- Problem set
• A. Translate this sentence from the article on Aramco's downstream restructuring into Spanish: "Lagos — Saudi Aramco’s decision to restructure its downstream business following the Covid-19 pandemic and dropping demand has been described as a timely move."
• B. From the article on Aramco's downstream restructuring, write out again the part that opens with the words containing "Lagos — Saudi" and closes with "(SABIC) in June.", substituting "refining and chemicals" for "downstream".

Lagos — Saudi Aramco’s decision to restructure its downstream business following the Covid-19 pandemic and dropping demand has been described as a timely move.
Indrajit Sen, Oil & Gas Editor at MEED, part of GlobalData, said “Aramco’s downstream restructuring comes as the oil company’s refining margins is hit by lower demand as a result of the COVID-19 pandemic. At the same time, petrochemicals demand is being knocked by the virus’ impact and there is worldwide clamor against the environmental ill-effects of plastics.
“However, it also comes amid an aggressive expansion of Aramco’s downstream activities that saw the company complete its $69.1bn acquisition of petrochemical producer Saudi Basic Industries Corporation (SABIC) in June.
“The world’s biggest company aims to double its downstream output by 2030, increasing overall refined output from around 5.4 million barrels a day (b/d) currently to 8-10 million b/d, and petrochemicals production from 16.8 million tonnes a year (t/y) to 34 million t/y, excluding SABIC. With the completion of the SABIC acquisition, Aramco’s petrochemicals business now has a total production of about 90 million t/y.
“The restructuring sees the streamlining of the combined Aramco/Sabic downstream operation into four commercials that aim to improve management of the company’s massive global downstream portfolio, which includes assets in Japan, South Korea, Indonesia, Malaysia, China, Bangladesh, India, Pakistan, Egypt, South Africa, the Netherlands, the UK and the US.
“Following the restructuring we can expect to see Aramco making a global drive to accelerate its work towards achieving its 2030 objectives.”

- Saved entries

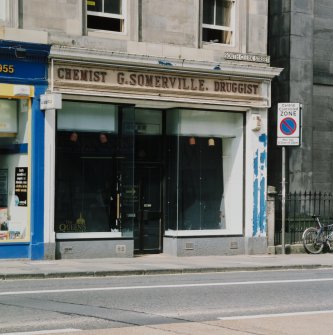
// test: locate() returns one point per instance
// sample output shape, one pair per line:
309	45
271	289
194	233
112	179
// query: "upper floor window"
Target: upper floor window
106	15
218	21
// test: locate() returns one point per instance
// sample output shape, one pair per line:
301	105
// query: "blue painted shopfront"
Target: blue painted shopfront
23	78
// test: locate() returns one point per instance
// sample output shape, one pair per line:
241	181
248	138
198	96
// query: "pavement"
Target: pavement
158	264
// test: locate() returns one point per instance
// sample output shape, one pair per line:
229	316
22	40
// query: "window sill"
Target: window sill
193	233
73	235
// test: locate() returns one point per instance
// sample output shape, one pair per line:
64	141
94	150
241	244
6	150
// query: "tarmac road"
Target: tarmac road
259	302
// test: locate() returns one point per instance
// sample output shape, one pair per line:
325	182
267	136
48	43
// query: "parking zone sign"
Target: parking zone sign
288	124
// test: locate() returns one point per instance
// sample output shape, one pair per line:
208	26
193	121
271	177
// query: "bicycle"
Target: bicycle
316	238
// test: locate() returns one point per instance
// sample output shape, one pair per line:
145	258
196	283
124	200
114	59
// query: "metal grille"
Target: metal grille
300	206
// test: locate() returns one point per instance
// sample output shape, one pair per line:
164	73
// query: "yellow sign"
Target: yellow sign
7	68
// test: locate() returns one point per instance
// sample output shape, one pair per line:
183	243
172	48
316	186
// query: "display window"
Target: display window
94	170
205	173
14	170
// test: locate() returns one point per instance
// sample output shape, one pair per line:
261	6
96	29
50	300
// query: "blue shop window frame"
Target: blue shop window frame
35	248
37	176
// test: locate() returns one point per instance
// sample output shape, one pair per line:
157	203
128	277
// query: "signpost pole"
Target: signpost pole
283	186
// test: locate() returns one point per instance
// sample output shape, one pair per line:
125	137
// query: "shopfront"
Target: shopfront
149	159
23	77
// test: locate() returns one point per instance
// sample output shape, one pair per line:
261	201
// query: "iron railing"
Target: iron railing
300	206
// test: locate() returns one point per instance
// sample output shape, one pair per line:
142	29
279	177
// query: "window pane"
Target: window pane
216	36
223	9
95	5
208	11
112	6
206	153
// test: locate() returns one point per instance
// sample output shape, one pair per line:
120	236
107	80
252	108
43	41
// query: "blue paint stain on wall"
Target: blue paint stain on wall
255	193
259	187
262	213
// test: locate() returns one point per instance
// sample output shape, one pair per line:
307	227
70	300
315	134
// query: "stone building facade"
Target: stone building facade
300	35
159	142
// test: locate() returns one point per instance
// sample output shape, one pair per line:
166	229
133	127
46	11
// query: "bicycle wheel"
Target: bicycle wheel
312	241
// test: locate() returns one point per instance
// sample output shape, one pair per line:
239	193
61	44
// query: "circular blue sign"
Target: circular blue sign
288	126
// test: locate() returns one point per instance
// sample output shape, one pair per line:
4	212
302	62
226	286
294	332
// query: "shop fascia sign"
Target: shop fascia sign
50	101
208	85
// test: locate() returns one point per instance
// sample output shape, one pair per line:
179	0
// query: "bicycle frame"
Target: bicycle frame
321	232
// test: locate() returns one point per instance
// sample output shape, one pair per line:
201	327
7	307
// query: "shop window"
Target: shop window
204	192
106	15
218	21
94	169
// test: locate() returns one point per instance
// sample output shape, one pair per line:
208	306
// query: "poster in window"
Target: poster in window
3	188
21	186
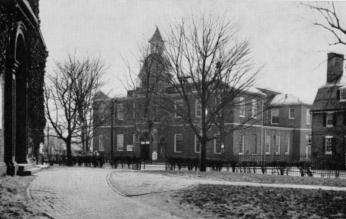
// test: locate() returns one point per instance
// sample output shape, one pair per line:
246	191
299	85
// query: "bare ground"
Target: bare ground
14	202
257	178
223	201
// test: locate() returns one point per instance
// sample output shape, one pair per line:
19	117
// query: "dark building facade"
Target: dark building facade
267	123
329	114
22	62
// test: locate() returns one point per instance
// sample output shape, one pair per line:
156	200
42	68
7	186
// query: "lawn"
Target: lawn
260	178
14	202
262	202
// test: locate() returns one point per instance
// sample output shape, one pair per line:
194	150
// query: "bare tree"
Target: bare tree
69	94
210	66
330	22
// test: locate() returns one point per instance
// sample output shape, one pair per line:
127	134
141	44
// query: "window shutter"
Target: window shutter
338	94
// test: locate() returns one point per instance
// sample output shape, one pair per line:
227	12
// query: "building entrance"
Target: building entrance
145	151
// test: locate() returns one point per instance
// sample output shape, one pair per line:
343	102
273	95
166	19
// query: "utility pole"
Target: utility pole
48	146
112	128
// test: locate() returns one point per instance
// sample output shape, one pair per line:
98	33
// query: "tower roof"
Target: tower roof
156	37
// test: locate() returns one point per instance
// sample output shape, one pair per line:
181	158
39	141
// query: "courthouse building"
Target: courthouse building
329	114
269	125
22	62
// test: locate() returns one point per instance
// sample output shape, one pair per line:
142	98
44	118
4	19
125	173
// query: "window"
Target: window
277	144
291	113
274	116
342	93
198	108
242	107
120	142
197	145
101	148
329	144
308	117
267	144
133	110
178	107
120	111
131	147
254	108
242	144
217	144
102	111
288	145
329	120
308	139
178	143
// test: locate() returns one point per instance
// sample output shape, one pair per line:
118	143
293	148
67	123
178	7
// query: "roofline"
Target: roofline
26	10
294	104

* * *

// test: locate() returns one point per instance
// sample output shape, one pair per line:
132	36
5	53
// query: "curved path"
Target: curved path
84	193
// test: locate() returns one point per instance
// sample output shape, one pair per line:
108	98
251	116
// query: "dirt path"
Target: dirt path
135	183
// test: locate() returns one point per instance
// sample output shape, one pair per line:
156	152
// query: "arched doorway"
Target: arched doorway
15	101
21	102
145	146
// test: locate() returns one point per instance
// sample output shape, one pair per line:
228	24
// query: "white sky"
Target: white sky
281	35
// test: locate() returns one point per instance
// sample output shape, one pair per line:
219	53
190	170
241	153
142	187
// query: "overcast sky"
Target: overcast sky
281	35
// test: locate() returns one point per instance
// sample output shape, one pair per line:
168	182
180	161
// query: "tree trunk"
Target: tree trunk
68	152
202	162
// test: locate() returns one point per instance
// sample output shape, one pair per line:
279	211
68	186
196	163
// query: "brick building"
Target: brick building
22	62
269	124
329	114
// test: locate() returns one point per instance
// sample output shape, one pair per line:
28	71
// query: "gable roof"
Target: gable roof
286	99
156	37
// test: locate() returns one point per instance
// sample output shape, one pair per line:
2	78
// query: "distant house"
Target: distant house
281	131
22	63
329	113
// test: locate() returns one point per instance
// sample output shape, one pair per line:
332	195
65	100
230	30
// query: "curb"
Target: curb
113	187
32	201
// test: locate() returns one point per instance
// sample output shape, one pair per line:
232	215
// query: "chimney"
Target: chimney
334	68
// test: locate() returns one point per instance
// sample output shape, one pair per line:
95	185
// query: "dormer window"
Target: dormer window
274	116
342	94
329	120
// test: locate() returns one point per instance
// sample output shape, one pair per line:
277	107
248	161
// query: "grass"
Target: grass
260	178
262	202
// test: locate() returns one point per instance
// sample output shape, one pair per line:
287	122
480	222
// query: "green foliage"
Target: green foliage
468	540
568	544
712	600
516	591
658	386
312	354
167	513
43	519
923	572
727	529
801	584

==

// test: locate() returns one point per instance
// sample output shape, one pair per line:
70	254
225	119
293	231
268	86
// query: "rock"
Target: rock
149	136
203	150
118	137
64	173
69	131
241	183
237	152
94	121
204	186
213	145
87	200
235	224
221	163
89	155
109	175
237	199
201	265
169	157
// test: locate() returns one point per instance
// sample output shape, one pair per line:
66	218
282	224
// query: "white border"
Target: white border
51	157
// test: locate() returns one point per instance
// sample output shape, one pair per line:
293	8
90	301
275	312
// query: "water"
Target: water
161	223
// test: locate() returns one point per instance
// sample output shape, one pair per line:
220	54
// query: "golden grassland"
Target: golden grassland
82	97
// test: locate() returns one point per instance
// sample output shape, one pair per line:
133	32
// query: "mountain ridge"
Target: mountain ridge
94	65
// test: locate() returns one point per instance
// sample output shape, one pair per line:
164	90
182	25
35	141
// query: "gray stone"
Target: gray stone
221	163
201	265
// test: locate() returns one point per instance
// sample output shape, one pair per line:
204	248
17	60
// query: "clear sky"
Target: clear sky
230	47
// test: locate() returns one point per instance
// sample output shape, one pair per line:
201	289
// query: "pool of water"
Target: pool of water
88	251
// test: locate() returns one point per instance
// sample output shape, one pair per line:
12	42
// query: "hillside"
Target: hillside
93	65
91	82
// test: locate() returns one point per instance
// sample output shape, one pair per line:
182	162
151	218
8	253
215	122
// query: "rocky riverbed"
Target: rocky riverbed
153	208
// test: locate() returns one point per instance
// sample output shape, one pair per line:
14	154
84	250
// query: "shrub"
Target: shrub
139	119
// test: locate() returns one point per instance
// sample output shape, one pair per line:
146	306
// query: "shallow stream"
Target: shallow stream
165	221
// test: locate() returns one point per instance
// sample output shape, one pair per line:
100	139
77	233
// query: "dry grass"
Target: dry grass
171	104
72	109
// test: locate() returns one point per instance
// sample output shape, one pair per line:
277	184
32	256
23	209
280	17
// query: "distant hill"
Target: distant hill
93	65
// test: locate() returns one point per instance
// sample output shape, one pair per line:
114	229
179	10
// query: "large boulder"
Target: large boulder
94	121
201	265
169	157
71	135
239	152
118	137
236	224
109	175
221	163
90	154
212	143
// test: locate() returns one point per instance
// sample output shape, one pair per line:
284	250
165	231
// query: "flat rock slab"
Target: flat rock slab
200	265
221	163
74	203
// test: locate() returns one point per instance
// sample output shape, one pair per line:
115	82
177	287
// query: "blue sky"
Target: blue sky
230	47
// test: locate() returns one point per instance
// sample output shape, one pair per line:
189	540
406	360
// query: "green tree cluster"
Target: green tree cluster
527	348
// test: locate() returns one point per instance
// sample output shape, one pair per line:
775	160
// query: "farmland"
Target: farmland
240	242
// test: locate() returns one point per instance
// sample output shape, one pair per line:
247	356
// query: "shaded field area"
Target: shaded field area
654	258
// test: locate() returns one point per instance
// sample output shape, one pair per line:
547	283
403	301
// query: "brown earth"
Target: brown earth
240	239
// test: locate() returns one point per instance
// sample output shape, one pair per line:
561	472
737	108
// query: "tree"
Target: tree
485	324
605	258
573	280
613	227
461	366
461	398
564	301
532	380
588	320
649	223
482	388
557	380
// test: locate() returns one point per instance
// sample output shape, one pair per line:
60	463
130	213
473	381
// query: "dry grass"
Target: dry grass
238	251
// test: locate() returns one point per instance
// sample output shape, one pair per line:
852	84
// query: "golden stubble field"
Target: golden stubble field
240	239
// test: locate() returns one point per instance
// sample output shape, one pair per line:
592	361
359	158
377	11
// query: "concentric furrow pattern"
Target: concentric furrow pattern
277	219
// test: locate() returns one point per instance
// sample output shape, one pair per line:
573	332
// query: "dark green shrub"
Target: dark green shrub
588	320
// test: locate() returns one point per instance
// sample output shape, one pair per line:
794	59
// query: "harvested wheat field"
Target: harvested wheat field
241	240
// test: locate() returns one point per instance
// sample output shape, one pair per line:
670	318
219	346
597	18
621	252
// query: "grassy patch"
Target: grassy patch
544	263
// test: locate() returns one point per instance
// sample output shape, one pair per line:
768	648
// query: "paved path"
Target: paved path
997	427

- Numbered answers
• A. Lagos — La decisión de Saudi Aramco de reestructurar su negocio de downstream tras la pandemia de Covid-19 y la caída de la demanda ha sido calificada como una medida oportuna.

• B.
Lagos — Saudi Aramco’s decision to restructure its refining and chemicals business following the Covid-19 pandemic and dropping demand has been described as a timely move.
Indrajit Sen, Oil & Gas Editor at MEED, part of GlobalData, said “Aramco’s refining and chemicals restructuring comes as the oil company’s refining margins is hit by lower demand as a result of the COVID-19 pandemic. At the same time, petrochemicals demand is being knocked by the virus’ impact and there is worldwide clamor against the environmental ill-effects of plastics.
“However, it also comes amid an aggressive expansion of Aramco’s refining and chemicals activities that saw the company complete its $69.1bn acquisition of petrochemical producer Saudi Basic Industries Corporation (SABIC) in June.